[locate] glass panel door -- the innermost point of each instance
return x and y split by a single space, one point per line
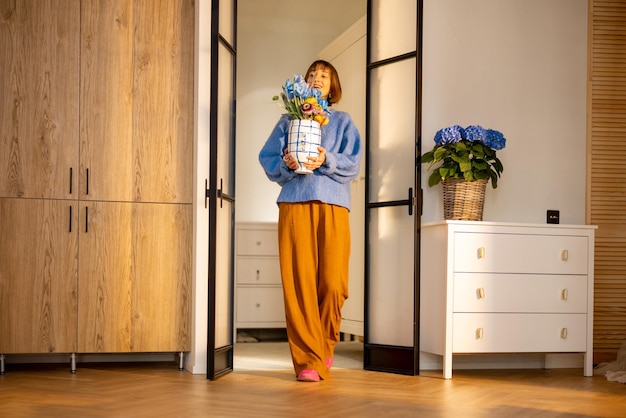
221 189
392 218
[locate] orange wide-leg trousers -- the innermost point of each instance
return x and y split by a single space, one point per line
314 248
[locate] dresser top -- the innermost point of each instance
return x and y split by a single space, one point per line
488 225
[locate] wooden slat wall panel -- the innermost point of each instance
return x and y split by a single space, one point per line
606 171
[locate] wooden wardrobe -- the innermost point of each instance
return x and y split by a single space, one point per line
96 151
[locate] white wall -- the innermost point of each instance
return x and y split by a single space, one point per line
519 67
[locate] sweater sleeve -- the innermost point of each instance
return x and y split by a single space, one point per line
271 155
343 157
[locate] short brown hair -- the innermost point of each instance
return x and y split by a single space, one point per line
334 95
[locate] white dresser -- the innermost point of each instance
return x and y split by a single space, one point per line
258 290
489 287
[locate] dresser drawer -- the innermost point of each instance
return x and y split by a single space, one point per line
256 304
258 271
523 293
519 333
520 253
257 242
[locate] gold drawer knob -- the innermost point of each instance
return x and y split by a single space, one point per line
479 333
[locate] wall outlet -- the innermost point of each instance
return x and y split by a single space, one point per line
553 216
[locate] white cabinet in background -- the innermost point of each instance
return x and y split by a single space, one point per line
258 292
490 287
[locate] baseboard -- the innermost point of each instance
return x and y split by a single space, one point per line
430 361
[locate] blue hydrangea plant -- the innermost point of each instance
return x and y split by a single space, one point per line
465 153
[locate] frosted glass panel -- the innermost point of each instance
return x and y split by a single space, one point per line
223 276
227 23
391 276
394 28
224 125
392 131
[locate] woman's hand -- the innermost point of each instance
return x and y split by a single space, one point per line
290 161
316 162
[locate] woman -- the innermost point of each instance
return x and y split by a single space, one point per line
314 229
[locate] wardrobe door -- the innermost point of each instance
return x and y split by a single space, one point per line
163 106
135 277
38 275
161 279
39 97
105 291
106 95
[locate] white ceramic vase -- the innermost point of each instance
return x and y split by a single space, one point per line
304 136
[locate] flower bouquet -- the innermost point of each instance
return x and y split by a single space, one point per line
308 113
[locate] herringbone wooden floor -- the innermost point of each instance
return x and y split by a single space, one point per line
269 389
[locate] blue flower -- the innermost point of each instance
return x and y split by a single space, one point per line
475 133
449 135
495 139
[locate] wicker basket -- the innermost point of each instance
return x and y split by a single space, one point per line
464 200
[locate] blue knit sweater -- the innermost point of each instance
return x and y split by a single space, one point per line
331 182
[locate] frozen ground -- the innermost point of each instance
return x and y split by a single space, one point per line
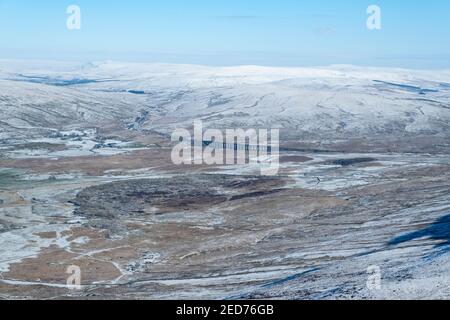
86 180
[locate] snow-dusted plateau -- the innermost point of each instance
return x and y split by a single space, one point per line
360 208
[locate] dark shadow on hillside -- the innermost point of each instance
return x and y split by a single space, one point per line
439 230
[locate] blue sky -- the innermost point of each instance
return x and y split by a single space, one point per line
414 34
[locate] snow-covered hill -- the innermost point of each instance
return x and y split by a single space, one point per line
336 101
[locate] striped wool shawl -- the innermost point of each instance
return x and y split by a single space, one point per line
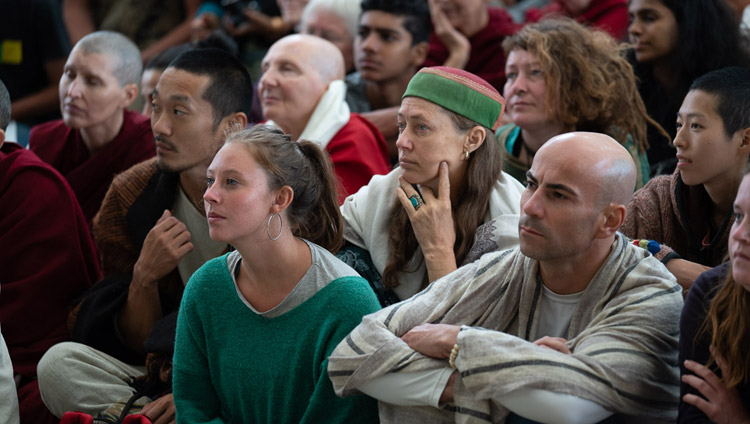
623 337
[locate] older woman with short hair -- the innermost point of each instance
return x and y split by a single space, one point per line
448 200
563 77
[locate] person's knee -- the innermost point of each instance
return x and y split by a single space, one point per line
54 360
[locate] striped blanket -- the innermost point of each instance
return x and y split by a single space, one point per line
623 337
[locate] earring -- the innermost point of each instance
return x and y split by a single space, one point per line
268 226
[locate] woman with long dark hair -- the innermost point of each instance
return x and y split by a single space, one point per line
675 42
256 325
448 201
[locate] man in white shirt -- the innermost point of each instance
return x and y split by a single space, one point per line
575 326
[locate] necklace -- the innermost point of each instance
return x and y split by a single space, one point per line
529 153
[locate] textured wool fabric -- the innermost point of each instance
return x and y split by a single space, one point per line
674 214
623 339
233 365
460 92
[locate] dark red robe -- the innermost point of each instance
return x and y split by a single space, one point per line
487 59
90 175
610 16
358 151
47 260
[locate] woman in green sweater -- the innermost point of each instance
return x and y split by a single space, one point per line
256 326
562 77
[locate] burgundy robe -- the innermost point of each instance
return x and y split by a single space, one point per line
90 175
358 151
47 261
487 59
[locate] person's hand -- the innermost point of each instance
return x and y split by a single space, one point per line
459 48
721 404
447 395
165 246
160 411
433 340
685 271
432 223
555 343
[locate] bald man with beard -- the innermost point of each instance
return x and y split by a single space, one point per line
302 92
574 326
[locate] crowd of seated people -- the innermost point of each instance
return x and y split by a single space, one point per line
308 211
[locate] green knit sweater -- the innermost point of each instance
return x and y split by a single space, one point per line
232 365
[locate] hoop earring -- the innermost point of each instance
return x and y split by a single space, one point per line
268 226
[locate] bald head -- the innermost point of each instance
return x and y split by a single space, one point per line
321 55
597 159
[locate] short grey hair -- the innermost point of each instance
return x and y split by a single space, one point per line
349 10
129 64
4 107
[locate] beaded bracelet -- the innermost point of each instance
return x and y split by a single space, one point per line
650 245
454 355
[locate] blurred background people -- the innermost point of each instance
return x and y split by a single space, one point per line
564 77
675 42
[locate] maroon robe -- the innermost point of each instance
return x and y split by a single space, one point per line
90 175
610 16
487 59
47 260
358 151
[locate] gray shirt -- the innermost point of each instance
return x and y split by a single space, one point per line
324 268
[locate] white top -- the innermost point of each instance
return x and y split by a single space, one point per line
203 247
425 387
366 215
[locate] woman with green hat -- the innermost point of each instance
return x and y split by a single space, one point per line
448 200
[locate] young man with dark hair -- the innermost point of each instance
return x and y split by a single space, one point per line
690 213
390 46
98 137
48 260
152 235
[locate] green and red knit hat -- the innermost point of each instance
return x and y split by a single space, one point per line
460 92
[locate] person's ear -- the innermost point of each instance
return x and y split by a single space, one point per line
474 138
419 53
613 216
745 140
283 197
131 93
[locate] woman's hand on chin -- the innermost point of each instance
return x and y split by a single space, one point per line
431 218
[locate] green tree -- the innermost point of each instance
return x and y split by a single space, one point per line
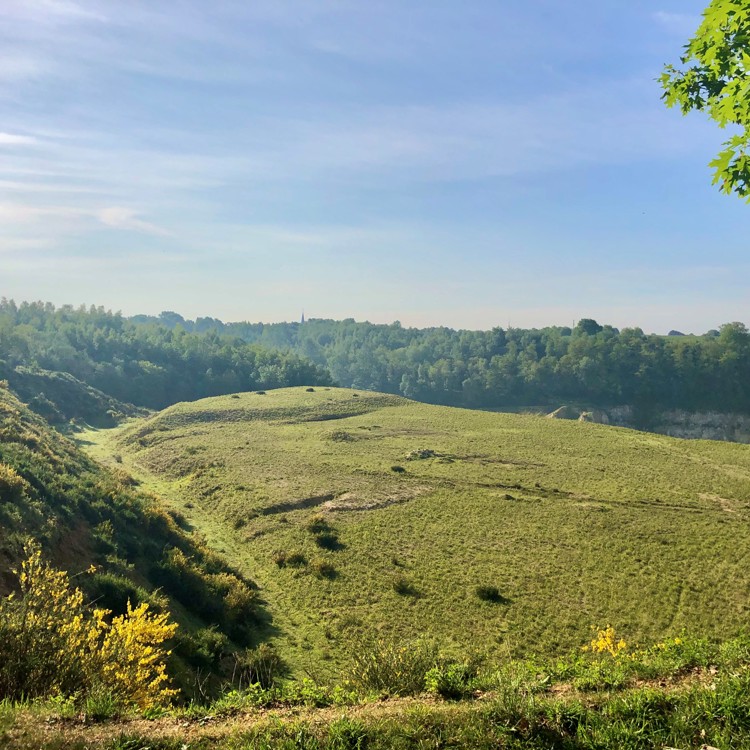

_ _ _ _ _ _ _

Convert the material into a numbered list, beginning at the line that contains "[locate] green and" and continuing through the end of the material, with blank lines omitted. Leave the pictures out of the answer.

1. [locate] green and red knit hat -- the innermost point of each instance
2. return x and y split by a single space, one point per line
3. 460 92
4. [locate] person's ear -- the innermost point of each instance
5. return x and y split by a single space, one point per line
6. 474 138
7. 419 53
8. 613 216
9. 745 140
10. 283 197
11. 131 93
12. [locate] woman's hand on chin -- the innermost point of each instance
13. return x and y split by a single space, one point per line
14. 431 218
15. [locate] green tree -- the innermost point of each instance
16. return x and y split by a single space, one point per line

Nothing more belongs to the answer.